## [What you have to do]
Could you copy out, word for word, everything from the first of the lines below down to the one containing "35L3 167L72 160L65", both included? Leave the pictures out.

===== Input for this task

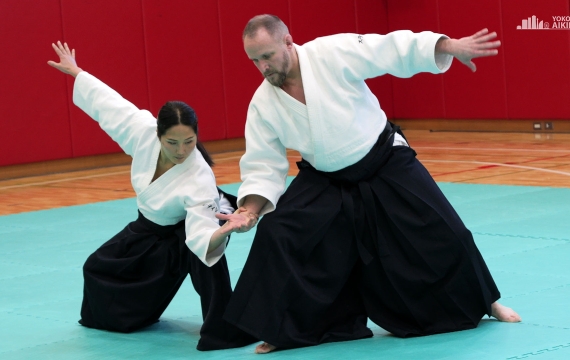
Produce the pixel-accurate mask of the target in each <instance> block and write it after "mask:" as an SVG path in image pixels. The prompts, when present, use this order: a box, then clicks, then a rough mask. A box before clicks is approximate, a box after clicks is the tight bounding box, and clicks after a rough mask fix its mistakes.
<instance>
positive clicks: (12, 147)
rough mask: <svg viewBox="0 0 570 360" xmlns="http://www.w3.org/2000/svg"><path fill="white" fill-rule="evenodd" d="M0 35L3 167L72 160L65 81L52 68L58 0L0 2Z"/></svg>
mask: <svg viewBox="0 0 570 360" xmlns="http://www.w3.org/2000/svg"><path fill="white" fill-rule="evenodd" d="M31 9H33V11H31ZM0 35H1V37H2V43H3V44H4V54H3V56H2V57H1V58H0V68H1V69H2V71H0V89H1V90H0V91H1V94H0V124H2V131H1V132H0V154H1V155H0V166H2V165H12V164H23V163H29V162H35V161H44V160H54V159H61V158H68V157H71V137H70V131H69V113H68V111H69V110H68V107H67V89H66V84H65V78H64V76H63V75H62V74H60V73H59V71H57V70H55V69H53V68H51V67H49V66H48V65H47V61H48V60H55V57H54V55H55V53H54V51H53V50H52V48H51V43H52V42H55V41H57V39H60V38H61V35H62V34H61V8H60V3H59V0H45V1H36V0H2V1H0Z"/></svg>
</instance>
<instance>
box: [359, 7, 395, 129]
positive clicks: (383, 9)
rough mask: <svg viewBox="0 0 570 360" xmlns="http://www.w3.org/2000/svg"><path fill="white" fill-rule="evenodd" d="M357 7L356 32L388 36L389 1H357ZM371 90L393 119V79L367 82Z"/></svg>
mask: <svg viewBox="0 0 570 360" xmlns="http://www.w3.org/2000/svg"><path fill="white" fill-rule="evenodd" d="M354 3H355V7H356V30H357V32H358V33H360V34H370V33H374V34H386V33H387V32H388V7H387V1H386V0H382V1H378V0H355V1H354ZM366 83H367V84H368V86H369V87H370V90H372V92H373V93H374V95H376V97H377V98H378V100H379V101H380V106H381V107H382V110H384V112H385V113H386V116H388V118H392V117H393V115H394V111H393V108H394V107H393V105H392V103H393V97H392V78H391V77H390V76H380V77H377V78H374V79H369V80H367V81H366Z"/></svg>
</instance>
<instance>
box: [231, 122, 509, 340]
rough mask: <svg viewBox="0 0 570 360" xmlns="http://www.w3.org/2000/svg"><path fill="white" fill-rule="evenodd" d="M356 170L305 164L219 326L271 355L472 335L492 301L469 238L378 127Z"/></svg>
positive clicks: (435, 196)
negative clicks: (368, 322)
mask: <svg viewBox="0 0 570 360" xmlns="http://www.w3.org/2000/svg"><path fill="white" fill-rule="evenodd" d="M387 128H388V130H385V131H384V133H383V134H382V135H381V136H380V138H379V140H378V142H377V143H376V145H375V146H374V147H373V148H372V150H371V151H370V152H369V153H368V154H367V155H366V156H365V157H364V158H363V159H362V160H360V161H359V162H358V163H356V164H354V165H351V166H349V167H347V168H345V169H342V170H339V171H336V172H331V173H325V172H321V171H318V170H315V169H314V168H313V167H312V166H311V165H310V164H309V163H308V162H306V161H304V160H303V161H301V162H299V163H298V166H299V170H300V171H299V174H298V175H297V177H296V178H295V179H294V181H293V182H292V183H291V185H290V186H289V188H288V189H287V191H286V192H285V193H284V194H283V196H282V197H281V198H280V199H279V202H278V204H277V206H276V209H275V211H273V212H271V213H269V214H267V215H265V216H264V218H263V219H262V220H261V221H260V222H259V225H258V228H257V233H256V235H255V239H254V242H253V245H252V249H251V252H250V254H249V257H248V259H247V262H246V265H245V267H244V269H243V271H242V274H241V276H240V279H239V281H238V283H237V286H236V288H235V291H234V295H233V297H232V299H231V301H230V303H229V304H228V307H227V310H226V313H225V315H224V318H225V319H226V320H228V321H229V322H230V323H232V324H234V325H236V326H238V327H239V328H241V329H243V330H244V331H246V332H248V333H249V334H251V335H253V336H254V337H256V338H259V339H261V340H263V341H266V342H268V343H270V344H272V345H275V346H277V348H282V349H285V348H294V347H301V346H308V345H316V344H320V343H324V342H331V341H341V340H353V339H359V338H364V337H370V336H372V333H371V331H370V330H369V329H368V328H367V327H366V321H367V318H370V319H371V320H372V321H373V322H375V323H376V324H378V325H379V326H381V327H382V328H384V329H386V330H387V331H389V332H391V333H392V334H394V335H396V336H399V337H409V336H418V335H430V334H437V333H442V332H450V331H457V330H464V329H471V328H474V327H476V326H477V324H478V323H479V321H480V320H481V318H482V317H483V316H484V315H485V314H489V315H490V314H491V304H492V303H493V302H494V301H496V300H497V299H498V298H499V296H500V295H499V291H498V289H497V287H496V285H495V283H494V281H493V278H492V277H491V275H490V273H489V270H488V268H487V266H486V264H485V262H484V260H483V258H482V257H481V254H480V253H479V250H478V249H477V247H476V245H475V243H474V241H473V237H472V235H471V233H470V231H469V230H467V228H466V227H465V225H464V224H463V222H462V221H461V219H460V218H459V216H458V215H457V213H456V212H455V210H454V209H453V207H452V206H451V205H450V204H449V202H448V201H447V199H446V198H445V196H444V195H443V193H442V192H441V191H440V189H439V187H438V186H437V184H436V183H435V182H434V180H433V179H432V177H431V176H430V174H429V173H428V172H427V170H426V169H425V168H424V167H423V165H421V163H420V162H419V161H418V160H417V159H416V157H415V155H416V154H415V152H414V151H413V150H412V149H411V148H409V147H407V146H392V145H393V138H394V137H393V134H394V132H395V131H396V130H397V127H394V129H390V126H388V127H387Z"/></svg>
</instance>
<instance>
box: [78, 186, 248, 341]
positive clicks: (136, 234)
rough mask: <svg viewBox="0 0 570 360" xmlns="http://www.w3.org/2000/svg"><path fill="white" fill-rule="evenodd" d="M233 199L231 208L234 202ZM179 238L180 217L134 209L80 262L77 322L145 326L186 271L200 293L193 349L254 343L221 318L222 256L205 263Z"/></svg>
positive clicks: (118, 325)
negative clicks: (198, 338)
mask: <svg viewBox="0 0 570 360" xmlns="http://www.w3.org/2000/svg"><path fill="white" fill-rule="evenodd" d="M224 195H226V198H230V197H231V198H232V199H231V200H235V197H233V196H230V195H227V194H224ZM233 204H234V207H235V201H233ZM185 239H186V234H185V227H184V221H181V222H180V223H178V224H176V225H170V226H161V225H157V224H155V223H153V222H152V221H150V220H148V219H146V218H145V217H144V216H143V215H142V214H141V213H140V212H139V216H138V218H137V220H135V221H133V222H131V223H130V224H129V225H127V226H126V227H125V228H124V229H123V230H122V231H121V232H119V233H118V234H117V235H115V236H114V237H113V238H112V239H110V240H109V241H107V242H106V243H105V244H103V245H102V246H101V247H100V248H99V249H97V250H96V251H95V252H94V253H93V254H91V255H90V256H89V257H88V259H87V261H86V262H85V265H84V266H83V276H84V281H85V282H84V297H83V303H82V306H81V320H80V321H79V323H80V324H82V325H84V326H87V327H91V328H96V329H102V330H109V331H118V332H132V331H135V330H138V329H141V328H143V327H145V326H148V325H151V324H153V323H155V322H157V321H158V319H159V317H160V316H161V315H162V313H163V312H164V310H165V309H166V307H167V306H168V304H170V302H171V301H172V299H173V298H174V295H176V292H177V291H178V289H179V288H180V286H181V285H182V282H183V281H184V279H185V278H186V276H187V275H188V274H190V277H191V280H192V284H193V285H194V289H195V290H196V292H197V293H198V294H199V295H200V301H201V305H202V317H203V320H204V323H203V325H202V327H201V329H200V340H199V342H198V346H197V349H198V350H215V349H226V348H233V347H239V346H244V345H248V344H251V343H253V342H255V341H256V339H255V338H253V337H251V336H250V335H248V334H246V333H244V332H243V331H241V330H239V329H238V328H236V327H234V326H233V325H231V324H229V323H227V322H226V321H224V320H223V319H222V316H223V313H224V311H225V308H226V305H227V303H228V301H229V299H230V296H231V294H232V288H231V283H230V277H229V271H228V266H227V262H226V257H225V255H224V256H222V257H221V258H220V260H219V261H218V262H217V263H216V264H215V265H214V266H212V267H208V266H206V265H205V264H204V263H202V261H200V259H198V257H197V256H196V255H194V253H192V252H191V251H190V250H189V249H188V247H187V246H186V243H185V241H184V240H185Z"/></svg>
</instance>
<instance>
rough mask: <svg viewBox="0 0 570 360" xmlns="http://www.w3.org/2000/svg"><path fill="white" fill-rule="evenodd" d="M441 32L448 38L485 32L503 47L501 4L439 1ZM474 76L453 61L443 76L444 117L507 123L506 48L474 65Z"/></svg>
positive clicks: (482, 0)
mask: <svg viewBox="0 0 570 360" xmlns="http://www.w3.org/2000/svg"><path fill="white" fill-rule="evenodd" d="M438 8H439V25H440V32H441V33H442V34H446V35H448V36H449V37H451V38H462V37H465V36H470V35H472V34H474V33H476V32H477V31H479V30H481V29H483V28H488V30H489V31H490V32H493V31H495V32H497V35H498V39H499V40H501V41H502V42H503V43H504V39H503V29H502V26H501V4H500V2H499V1H497V0H478V1H476V2H466V1H457V0H438ZM473 62H474V63H475V65H476V66H477V71H476V72H475V73H473V72H472V71H471V70H470V69H469V68H468V67H466V66H465V65H463V64H461V63H460V62H459V61H457V60H456V59H454V60H453V64H452V66H451V68H450V69H449V70H448V71H447V72H446V73H445V74H444V75H443V85H444V88H443V89H444V99H445V117H446V118H450V119H506V118H507V102H506V101H507V92H506V84H505V48H504V46H503V47H500V48H499V54H498V55H497V56H494V57H485V58H479V59H475V60H474V61H473Z"/></svg>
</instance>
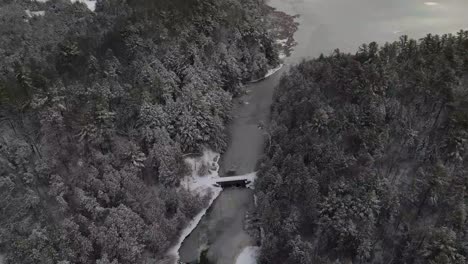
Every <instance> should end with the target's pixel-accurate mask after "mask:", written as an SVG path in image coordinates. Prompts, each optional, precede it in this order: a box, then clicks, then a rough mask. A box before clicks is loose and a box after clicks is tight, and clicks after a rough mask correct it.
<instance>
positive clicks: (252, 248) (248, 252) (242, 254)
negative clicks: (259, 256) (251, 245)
mask: <svg viewBox="0 0 468 264" xmlns="http://www.w3.org/2000/svg"><path fill="white" fill-rule="evenodd" d="M259 253H260V248H259V247H246V248H244V249H243V250H242V252H241V253H240V254H239V256H238V257H237V260H236V264H257V258H258V255H259Z"/></svg>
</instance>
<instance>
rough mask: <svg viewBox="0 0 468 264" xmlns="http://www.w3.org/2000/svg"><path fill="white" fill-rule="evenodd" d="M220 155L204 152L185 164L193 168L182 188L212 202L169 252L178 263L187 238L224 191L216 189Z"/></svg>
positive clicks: (198, 214) (190, 221)
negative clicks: (174, 258) (215, 200)
mask: <svg viewBox="0 0 468 264" xmlns="http://www.w3.org/2000/svg"><path fill="white" fill-rule="evenodd" d="M218 160H219V154H218V153H215V152H213V151H208V150H207V151H204V152H203V156H201V157H197V158H187V159H185V162H187V164H189V165H190V166H191V169H192V175H190V176H187V177H185V178H184V179H183V180H182V182H181V186H182V188H186V189H188V190H190V191H192V192H194V193H197V194H199V195H202V196H203V195H211V197H210V201H209V203H208V204H207V206H206V207H205V208H203V209H202V210H201V211H200V213H198V214H197V215H196V216H195V218H194V219H192V221H190V222H189V224H188V225H187V227H186V228H185V229H184V230H182V232H181V234H180V237H179V240H178V241H177V243H176V245H175V246H174V247H173V248H171V249H170V250H169V252H168V254H169V255H170V256H173V257H175V258H176V261H177V260H179V249H180V247H181V246H182V243H183V242H184V240H185V238H187V237H188V236H189V235H190V233H192V231H193V230H194V229H195V228H196V227H197V225H198V223H200V220H201V219H202V218H203V216H204V215H205V214H206V211H207V210H208V208H210V206H211V204H212V203H213V202H214V200H215V199H216V198H217V197H218V196H219V194H220V193H221V191H222V188H221V187H216V186H214V184H215V183H216V179H219V178H220V177H219V175H218V170H219V165H218ZM203 167H205V168H208V171H207V175H204V176H199V171H200V169H201V168H203Z"/></svg>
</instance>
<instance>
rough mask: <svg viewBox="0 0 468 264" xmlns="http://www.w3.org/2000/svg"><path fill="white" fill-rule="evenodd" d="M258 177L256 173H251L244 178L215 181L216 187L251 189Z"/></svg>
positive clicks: (222, 177)
mask: <svg viewBox="0 0 468 264" xmlns="http://www.w3.org/2000/svg"><path fill="white" fill-rule="evenodd" d="M256 177H257V176H256V175H255V173H250V174H247V175H242V176H231V177H220V178H217V179H216V181H215V185H217V186H220V187H222V188H229V187H251V186H252V185H253V183H254V182H255V178H256Z"/></svg>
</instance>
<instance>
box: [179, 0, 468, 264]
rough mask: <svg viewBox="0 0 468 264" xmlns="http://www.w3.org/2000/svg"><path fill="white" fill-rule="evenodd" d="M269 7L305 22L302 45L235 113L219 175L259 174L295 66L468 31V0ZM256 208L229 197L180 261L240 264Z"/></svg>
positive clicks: (272, 5)
mask: <svg viewBox="0 0 468 264" xmlns="http://www.w3.org/2000/svg"><path fill="white" fill-rule="evenodd" d="M268 4H269V5H271V6H273V7H275V8H277V9H278V10H281V11H284V12H286V13H289V14H292V15H295V14H299V15H300V17H299V18H298V20H297V21H298V22H299V23H300V26H299V30H298V31H297V32H296V34H295V39H296V41H297V42H298V45H297V46H296V47H295V48H294V52H293V53H292V55H291V57H289V58H286V59H285V64H286V66H285V67H283V69H282V70H280V71H279V72H277V73H276V74H275V75H273V76H271V77H269V78H268V79H266V80H264V81H261V82H259V83H255V84H251V85H249V86H248V87H247V91H248V93H247V94H246V95H245V96H243V97H242V98H241V102H242V104H238V105H237V106H236V107H235V109H234V116H235V118H234V120H233V122H232V124H231V125H230V128H229V131H230V134H231V138H232V141H231V144H230V146H229V148H228V150H227V151H226V153H224V155H223V158H222V168H224V169H223V170H222V171H221V174H220V175H224V174H225V173H226V172H227V171H230V172H232V173H235V174H237V175H242V174H246V173H249V172H252V171H254V170H255V166H256V164H257V161H258V160H259V158H260V157H261V155H262V151H263V146H264V142H265V139H266V138H267V137H268V136H267V134H266V133H265V131H264V130H262V129H260V128H259V124H263V125H265V124H267V123H268V118H269V114H270V107H271V103H272V97H273V92H274V87H275V86H277V84H278V82H279V79H280V77H281V75H282V74H283V73H284V72H285V71H287V70H288V68H289V66H290V65H294V64H296V63H298V62H300V61H301V60H302V59H305V58H312V57H317V56H319V55H320V54H321V53H324V54H329V53H331V52H332V51H333V50H334V49H335V48H339V49H340V50H341V51H345V52H354V51H355V50H357V48H358V47H359V46H360V45H361V44H362V43H368V42H371V41H376V42H378V43H384V42H386V41H394V40H397V39H398V37H399V36H400V35H403V34H406V35H409V36H410V37H414V38H420V37H423V36H425V35H426V34H427V33H439V34H443V33H455V32H457V31H459V30H460V29H468V18H467V16H466V11H467V10H468V1H467V0H444V1H440V2H428V1H424V0H421V1H420V0H392V1H390V0H353V1H350V0H270V1H269V2H268ZM267 144H268V142H267ZM252 208H253V193H252V190H248V189H227V190H224V191H223V192H222V193H221V194H220V196H219V197H218V198H217V199H216V201H215V202H214V203H213V205H212V207H211V208H210V210H209V211H208V213H207V215H206V216H205V217H204V218H203V219H202V221H201V222H200V224H199V225H198V226H197V228H196V229H195V230H194V231H193V232H192V234H191V235H190V236H189V237H188V238H187V239H186V240H185V241H184V243H183V244H182V247H181V248H180V251H179V253H180V257H181V259H180V260H181V261H183V262H185V263H196V262H197V260H198V258H199V255H200V251H201V249H206V250H207V251H206V252H205V253H206V257H207V258H208V259H209V261H210V263H213V264H215V263H216V264H234V263H235V260H236V257H237V255H238V254H239V253H240V252H241V251H242V249H243V248H245V247H246V246H251V245H255V242H256V241H254V239H252V238H251V237H250V236H249V235H248V234H247V232H246V231H245V230H244V218H245V215H246V214H247V213H248V211H249V210H251V209H252Z"/></svg>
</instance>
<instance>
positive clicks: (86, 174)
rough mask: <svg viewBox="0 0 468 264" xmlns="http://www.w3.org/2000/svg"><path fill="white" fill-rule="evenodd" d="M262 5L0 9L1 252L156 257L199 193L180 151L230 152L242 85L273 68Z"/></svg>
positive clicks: (229, 4) (31, 8) (137, 261)
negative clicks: (226, 151) (92, 11)
mask: <svg viewBox="0 0 468 264" xmlns="http://www.w3.org/2000/svg"><path fill="white" fill-rule="evenodd" d="M268 12H270V9H268V8H266V7H265V5H264V3H263V1H260V0H100V1H97V7H96V11H95V12H92V11H90V10H88V9H87V7H86V6H85V5H84V4H81V3H71V2H70V1H68V0H49V1H15V0H6V1H2V2H1V4H0V20H1V23H0V253H5V254H6V256H5V258H6V262H7V263H24V264H27V263H31V264H32V263H34V264H38V263H39V264H40V263H42V264H45V263H61V264H65V263H101V264H104V263H112V264H117V263H142V262H144V261H146V260H148V259H158V258H159V257H160V256H161V255H162V254H164V253H165V251H166V250H167V249H168V248H169V247H170V246H171V243H173V242H174V240H175V238H177V236H178V232H179V231H180V229H181V228H183V227H184V225H185V224H186V223H187V221H188V219H190V218H192V217H193V216H194V215H195V214H196V212H197V210H198V209H199V208H201V206H202V205H203V203H204V202H206V201H205V200H204V197H195V196H194V195H193V194H190V193H188V192H187V191H184V190H182V189H179V188H177V186H178V184H179V181H180V178H181V177H182V176H184V175H186V174H187V171H186V170H187V169H186V168H185V166H184V164H183V155H184V154H186V153H192V152H197V151H200V150H201V149H203V148H205V147H209V148H211V149H213V150H217V151H221V150H223V149H224V148H225V147H226V141H227V140H226V135H225V128H224V125H225V123H226V122H227V121H228V120H229V112H230V107H231V98H232V96H233V95H235V94H236V93H238V92H239V88H240V86H241V83H242V82H244V81H248V80H250V79H256V78H258V77H260V76H263V75H264V74H265V72H266V71H267V70H268V69H269V68H270V67H274V66H276V65H277V63H278V59H277V57H278V56H277V53H278V52H277V50H276V48H275V45H274V41H273V39H272V35H271V34H270V33H269V32H268V30H267V27H266V24H267V22H266V19H265V17H266V16H267V13H268Z"/></svg>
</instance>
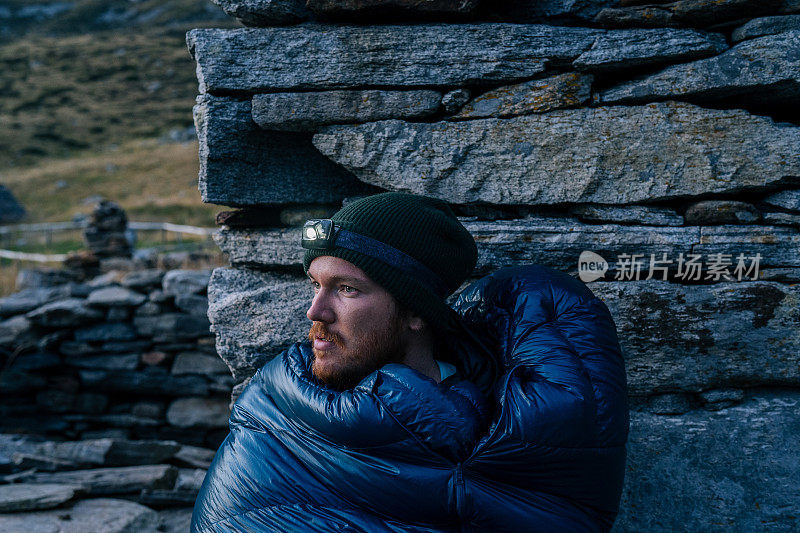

==========

## [Answer box]
Produce the pixel-accurate mask of the target in each <instance> block and write it after "mask:" as an SVG path in image pixels. The prompts, when present, use this order: a box, then clicks, then a rough mask. A box before clicks is approximate, a box after clicks is the tight bounding box, and clicks after a rough mask fix its mistakes.
<instance>
positive clicks: (12, 147)
rough mask: <svg viewBox="0 0 570 360" xmlns="http://www.w3.org/2000/svg"><path fill="white" fill-rule="evenodd" d="M0 35L3 167L72 160L65 81L52 68L58 0L0 2Z"/></svg>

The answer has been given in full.